• _PROBLEM DESCRIPTION_:
Make an exact copy of the records below, leaving every image out.

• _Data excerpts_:

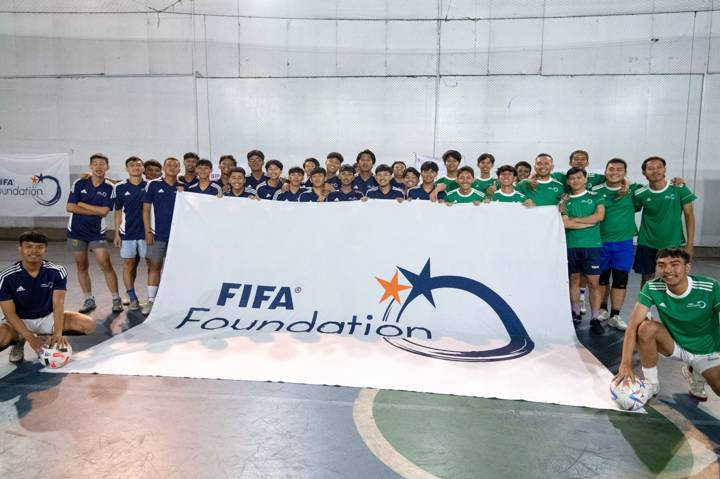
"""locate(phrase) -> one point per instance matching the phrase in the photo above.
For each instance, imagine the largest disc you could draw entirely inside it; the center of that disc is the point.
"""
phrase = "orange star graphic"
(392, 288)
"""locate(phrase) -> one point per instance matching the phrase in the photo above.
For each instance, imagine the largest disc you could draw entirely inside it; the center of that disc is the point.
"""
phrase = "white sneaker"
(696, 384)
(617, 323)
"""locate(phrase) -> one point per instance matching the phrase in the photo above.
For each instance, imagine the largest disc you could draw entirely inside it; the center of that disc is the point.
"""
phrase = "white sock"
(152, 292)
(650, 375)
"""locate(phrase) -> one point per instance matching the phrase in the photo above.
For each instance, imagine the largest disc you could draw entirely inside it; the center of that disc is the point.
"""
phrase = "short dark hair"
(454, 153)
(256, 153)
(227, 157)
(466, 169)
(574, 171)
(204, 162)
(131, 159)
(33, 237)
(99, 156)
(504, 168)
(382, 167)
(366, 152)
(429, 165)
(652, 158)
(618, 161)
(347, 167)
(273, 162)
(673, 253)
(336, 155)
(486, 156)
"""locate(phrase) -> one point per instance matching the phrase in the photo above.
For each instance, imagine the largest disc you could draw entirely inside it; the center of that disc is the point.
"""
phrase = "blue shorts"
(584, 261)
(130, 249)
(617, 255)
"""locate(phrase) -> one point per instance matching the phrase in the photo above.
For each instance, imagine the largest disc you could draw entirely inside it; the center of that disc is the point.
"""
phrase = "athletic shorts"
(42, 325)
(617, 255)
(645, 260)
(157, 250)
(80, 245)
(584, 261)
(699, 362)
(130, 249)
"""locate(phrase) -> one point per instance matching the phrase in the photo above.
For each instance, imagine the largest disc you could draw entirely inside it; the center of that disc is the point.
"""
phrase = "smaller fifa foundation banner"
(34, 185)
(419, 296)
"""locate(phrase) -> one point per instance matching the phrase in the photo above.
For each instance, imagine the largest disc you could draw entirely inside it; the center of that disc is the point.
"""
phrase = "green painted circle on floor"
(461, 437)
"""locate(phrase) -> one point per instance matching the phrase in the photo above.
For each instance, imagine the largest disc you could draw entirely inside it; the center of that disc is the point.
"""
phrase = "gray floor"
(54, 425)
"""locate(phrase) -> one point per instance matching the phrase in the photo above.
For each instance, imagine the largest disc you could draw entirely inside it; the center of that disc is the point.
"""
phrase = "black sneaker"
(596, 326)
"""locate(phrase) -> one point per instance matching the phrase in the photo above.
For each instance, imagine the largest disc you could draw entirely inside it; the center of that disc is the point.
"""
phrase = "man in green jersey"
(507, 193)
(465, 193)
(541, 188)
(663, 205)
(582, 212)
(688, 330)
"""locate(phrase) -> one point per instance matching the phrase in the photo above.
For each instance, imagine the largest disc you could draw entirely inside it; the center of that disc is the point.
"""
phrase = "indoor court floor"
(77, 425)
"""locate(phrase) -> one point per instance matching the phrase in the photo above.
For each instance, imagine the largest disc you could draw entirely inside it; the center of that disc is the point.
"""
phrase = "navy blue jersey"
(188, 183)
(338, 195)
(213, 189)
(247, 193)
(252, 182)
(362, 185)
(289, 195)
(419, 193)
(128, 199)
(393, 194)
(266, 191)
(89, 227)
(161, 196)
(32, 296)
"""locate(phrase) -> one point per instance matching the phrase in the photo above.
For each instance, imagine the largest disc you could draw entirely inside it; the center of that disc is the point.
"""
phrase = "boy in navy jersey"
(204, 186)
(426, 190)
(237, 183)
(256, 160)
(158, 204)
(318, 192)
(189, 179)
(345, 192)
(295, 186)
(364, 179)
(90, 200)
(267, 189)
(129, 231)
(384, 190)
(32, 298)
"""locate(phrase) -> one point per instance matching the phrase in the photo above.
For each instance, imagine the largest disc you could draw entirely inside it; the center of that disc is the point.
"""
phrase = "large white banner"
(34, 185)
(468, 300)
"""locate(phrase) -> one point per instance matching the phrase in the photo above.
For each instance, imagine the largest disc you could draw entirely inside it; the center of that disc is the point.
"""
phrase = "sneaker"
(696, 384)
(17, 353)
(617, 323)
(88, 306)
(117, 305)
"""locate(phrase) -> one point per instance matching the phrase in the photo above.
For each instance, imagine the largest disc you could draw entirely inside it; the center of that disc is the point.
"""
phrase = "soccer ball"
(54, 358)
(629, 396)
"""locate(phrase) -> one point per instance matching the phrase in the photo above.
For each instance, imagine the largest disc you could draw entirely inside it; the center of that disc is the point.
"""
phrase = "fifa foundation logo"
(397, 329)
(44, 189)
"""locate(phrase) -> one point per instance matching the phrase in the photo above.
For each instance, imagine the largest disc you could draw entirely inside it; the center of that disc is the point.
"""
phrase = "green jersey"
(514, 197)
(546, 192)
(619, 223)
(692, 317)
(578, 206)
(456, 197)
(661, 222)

• _ANSWER AREA_:
"""locate(phrase) -> one point per instance matching the phrase in the photo above.
For each instance, imagine the largest disc you could draw entirely inside it; the center of that disc is the point.
"""
phrase = "orange star graphic"
(392, 288)
"""locate(phrase) -> one point per instance matching the phrase in the photo above.
For each instance, imagine the largest disc you could draw entirely inside it; the center of that disc is the point.
"""
phrase = "white sneaker"
(696, 384)
(617, 323)
"""locate(phrase) -> one point per instance matching the phrase in the photo above.
For each instance, imagine the largest disc you could draw entirely inside it; the center of that disc is the point.
"""
phrase = "white sock"
(152, 292)
(650, 375)
"""locate(phrase) -> one point per instance matching the phrase in the photo above.
For each instance, imagine the largest disc you could draw entirely inside it; the center of that disc is the point.
"""
phrase = "short dark hair"
(454, 153)
(256, 153)
(227, 157)
(466, 169)
(574, 171)
(204, 162)
(131, 159)
(33, 237)
(99, 156)
(504, 168)
(382, 167)
(366, 152)
(429, 165)
(652, 158)
(618, 161)
(347, 167)
(273, 162)
(673, 253)
(336, 155)
(486, 156)
"""locate(phrase) -> one point per instance matching the phrase in the photo above.
For each instance, imagine the largest disc you could draw entirely inside it; the center of that disc is the point.
"""
phrase = "blue shorts"
(584, 261)
(130, 249)
(617, 255)
"""locate(phrase) -> one point per instance matching the phrase in the photo above.
For each instance, imagine the largest disc you could draw entirely inside it; the center of that disc is the point.
"""
phrase = "athletic shorts"
(42, 325)
(617, 255)
(645, 260)
(157, 250)
(80, 245)
(584, 261)
(699, 362)
(130, 249)
"""locate(phrase) -> one point per instance matching the phrase in the photo above.
For each instance, imagine the largest disc you could draw entirely inside it; the center of that disc is the point.
"""
phrase = "smaller fifa foundation banner"
(34, 185)
(419, 296)
"""locate(phrase) -> one point per instance matching the phrase in the photo above.
For each instance, imagine the largest disc you could draw entirely inside it; the center of that disc is the point.
"""
phrase = "green painted circle on floor"
(461, 437)
"""locate(phrase) -> one point per instance matching the phrase in the photo above.
For each instance, imagine the largest disc you could draw entirely inside it; the center of that disc is the point.
"""
phrase = "gray floor"
(54, 425)
"""locate(phrase) -> one point per instance matching the phrase in the photo above.
For each instance, imagine the largest disc you could draw entirely inside it; the center of that disc is the point.
"""
phrase = "black sneaker"
(596, 326)
"""locate(phrase) -> one point per instance matching the phrase in the photo above.
For each instance, imagine the largest disc you could draw entirely inside it; the center of that disc is the point.
"""
phrase = "man in green jersey"
(507, 193)
(465, 193)
(541, 188)
(663, 205)
(582, 212)
(688, 330)
"""locate(phrase) -> one point per instance matching the phrase in the photo above.
For each instance, imagine the largest disc you could draw entirely inside it; the center of that disc is the point.
"""
phrase = "indoor court floor"
(77, 425)
"""locate(phrase) -> one point per instance matching the phrase in the photo above.
For each instance, imagine the largest disc you could draw entirely inside it; the center of that disc is the point.
"""
phrase = "navy blue jersey"
(188, 183)
(338, 195)
(213, 189)
(247, 193)
(252, 182)
(362, 185)
(289, 195)
(419, 193)
(128, 199)
(393, 194)
(266, 191)
(89, 227)
(161, 196)
(32, 296)
"""locate(phrase) -> one point per instance matching the phrase in the photo above.
For each instance, imagine the largest disc you could draw entirely inside it; the center of that disc is the point.
"""
phrase = "boy in navy jersey"
(204, 186)
(426, 190)
(237, 183)
(256, 160)
(158, 204)
(318, 192)
(189, 179)
(345, 192)
(295, 186)
(364, 179)
(90, 200)
(267, 189)
(129, 231)
(384, 190)
(32, 298)
"""locate(phrase) -> one point per instance matching the phrase in the photo above.
For each instance, imagine the largest disc you could draw entirely inside it; the center of that disc is the point.
"""
phrase = "large white banner"
(34, 185)
(468, 300)
"""locate(phrase) -> one point per instance matching the phrase in the photo above.
For each instance, imagine the largest disc you could draw entirely inside it; the center of that disc is the point.
"""
phrase = "sneaker"
(696, 384)
(17, 353)
(617, 323)
(88, 306)
(117, 305)
"""locate(phrase) -> one point per instance matching the phrase in the photo above.
For each instance, imagine the largest disc you could draw entirely inside it; the center of that disc is the point.
"""
phrase = "soccer ball"
(54, 358)
(629, 396)
"""locate(phrase) -> one point per instance matching the phrase in the photo above.
For each instance, imagine the largest disc you could draw entirely inside it; the center of that disc is the point.
"""
phrase = "fifa foundation logo"
(397, 329)
(44, 189)
"""locate(phrase) -> one point per instance matching the phrase in the photo above.
For each instance, imagine the largest disc you could draw entirely inside it; the center of that disc is the point.
"""
phrase = "green jersey"
(514, 197)
(546, 192)
(619, 223)
(692, 317)
(578, 206)
(456, 197)
(661, 222)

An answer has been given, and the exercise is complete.